The distribution of effective strain rate along the cross-sectional planes of discs with different flow behaviour during quasi-constrained HPT under steady-state conditions: (a) strain-hardening, (b) perfect-plastic and (c) flow-softening material behaviour. Reproduced with permission.22) Copyright 2012, Springer Nature.
More recent investigations were carried out to evaluate the influence of the flow properties on the distribution of strain within HPT discs processed using anvils with constrained configurations.54,55) Similarly to the FEM results shown in Fig. 7, these studies revealed that materials with a strain-hardening behaviour represented using a Hollomon equation exhibit a more homogenous distribution of strain rate compared with metals which reach a saturation stress after sufficient level of plastic straining. It is further indicated that HPT processing may be used to reduce the porosity of pre-compacted discs and this is more efficiently achieved in materials having a strain-hardening flow behaviour.
Finite element analyses were conducted with the aim of evaluating the influence of the dimensions of the samples on the flow process in quasi-constrained HPT.37) In these FEM calculations, perfectly-plastic discs with 10 mm in diameter and initial thicknesses varying from 0.8 to 3.8 mm were modelled in DEFORM 3D using meshes with similar densities of elements. The depth of the anvil depression was increased at the same proportion as the sample thickness in each corresponding simulation. The shear friction coefficient outside the depressions was taken as 0.3 to simulate realistic conditions for the material outflow. Figure 8 shows the distribution of instantaneous strain rate in work-pieces processed through 1/4 turn of HPT using Pnom = 2.0 GPa and a rotation speed of 1 rpm.37)
The distribution of effective strain rate along the cross-sectional planes of discs having initial thicknesses of (a) 0.8, (b) 1.8 and (c) 3.8 mm during quasi-constrained HPT under steady-state conditions. Reproduced with permission.37) Copyright 2013, Springer Nature.

★ ★ ★

_DIRECTIVES:_
• 1. Answer each question using the passage on high-pressure torsion.
(a) What shear friction coefficient was applied outside the depressions?
(b) What range of initial thicknesses did the modeled discs have?
(c) In materials with which flow behavior is porosity reduction achieved more efficiently?
• 2. Summarize the passage on high-pressure torsion in two sentences.
• 3. Reproduce the passage on high-pressure torsion word for word, starting at "More recent investigations" and ending at "strain-hardening flow behaviour.".
The listing that comes after the passage on high-pressure torsion is separate material.

_PROVIDED MATERIAL:_

★ ★ ★

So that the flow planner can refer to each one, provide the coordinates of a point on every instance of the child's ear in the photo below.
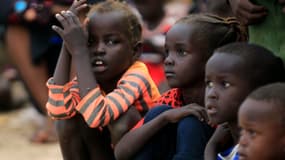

★ ★ ★

_RESULTS OF THE TASKS:_
• 1.
(a) 0.3
(b) From 0.8 to 3.8 mm
(c) Strain-hardening flow behavior

• 2. Studies of discs processed with constrained anvils found that strain-hardening materials described by a Hollomon equation show a more homogeneous distribution of strain rate than metals that reach a saturation stress, and that HPT can reduce the porosity of pre-compacted discs more efficiently in strain-hardening materials. Finite element analyses in DEFORM 3D modeled perfectly-plastic discs 10 mm in diameter with initial thicknesses of 0.8 to 3.8 mm to evaluate how sample dimensions influence the flow process in quasi-constrained HPT.

• 3.
More recent investigations were carried out to evaluate the influence of the flow properties on the distribution of strain within HPT discs processed using anvils with constrained configurations.54,55) Similarly to the FEM results shown in Fig. 7, these studies revealed that materials with a strain-hardening behaviour represented using a Hollomon equation exhibit a more homogenous distribution of strain rate compared with metals which reach a saturation stress after sufficient level of plastic straining. It is further indicated that HPT processing may be used to reduce the porosity of pre-compacted discs and this is more efficiently achieved in materials having a strain-hardening flow behaviour.